### What the exercise asks
From the entries below, pick out every line that contains the string "each". Treat uppercase and lowercase as different.

— begin Recorded information —

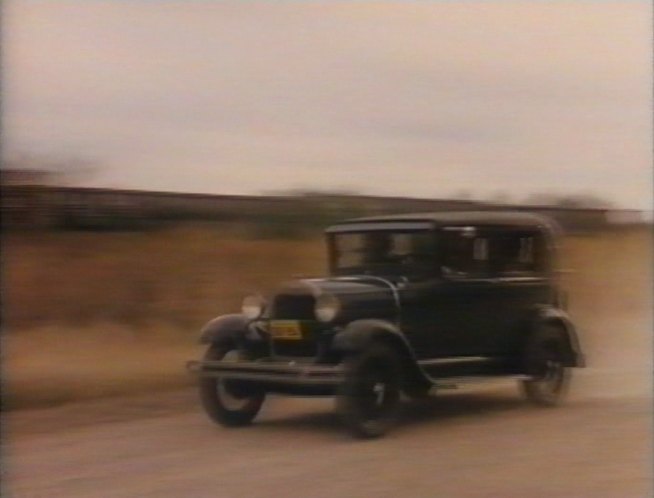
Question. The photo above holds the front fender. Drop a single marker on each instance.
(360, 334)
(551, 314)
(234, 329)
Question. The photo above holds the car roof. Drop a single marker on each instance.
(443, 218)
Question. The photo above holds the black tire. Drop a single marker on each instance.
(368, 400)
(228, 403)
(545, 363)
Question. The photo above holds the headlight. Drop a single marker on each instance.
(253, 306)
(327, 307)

— end Recorded information —
— begin Recorded information —

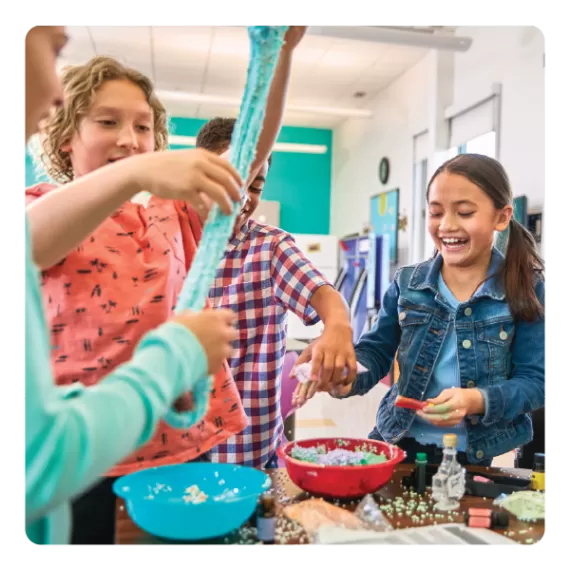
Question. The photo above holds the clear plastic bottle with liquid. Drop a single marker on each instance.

— end Recorded information —

### Answer to this exercise
Question. The photo above holds the front fender. Drop a single marker on each instance.
Question. The photo above holds the car roof. Drop a single marker on each instance.
Question. The photo above holds the black tire. Drop a single marker on each instance.
Question. The photo above holds the headlight. Drop a single marker on each instance.
Question. The photo above holds the clear plastic bottle with liquid. Drop a single marker on each instance.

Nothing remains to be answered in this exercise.